[Record extracts Boundary: Start]
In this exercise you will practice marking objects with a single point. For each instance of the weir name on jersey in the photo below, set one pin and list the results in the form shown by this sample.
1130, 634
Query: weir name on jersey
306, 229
[Record extracts Boundary: End]
[Record extracts Boundary: Start]
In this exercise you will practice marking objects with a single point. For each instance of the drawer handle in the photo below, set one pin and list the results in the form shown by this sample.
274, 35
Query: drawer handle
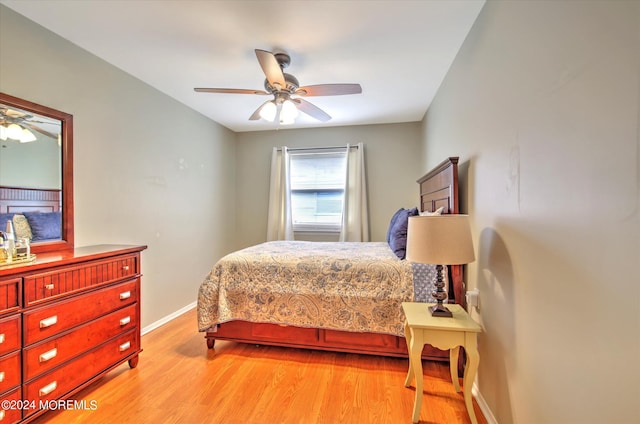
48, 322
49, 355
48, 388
[Record extracts Boundary: End]
Search the entries for the word "with", then gather every line that has it.

In this exercise you will practice marking objects with a single point. For each instance of the weir name on jersey in the photo below, set one pin and list the results in the form shown by this sample.
In this exercise you will practice marking objects with a single point. For each instance of the drawer handle in the photo below, set one pin and list the results in the form shown by this sample.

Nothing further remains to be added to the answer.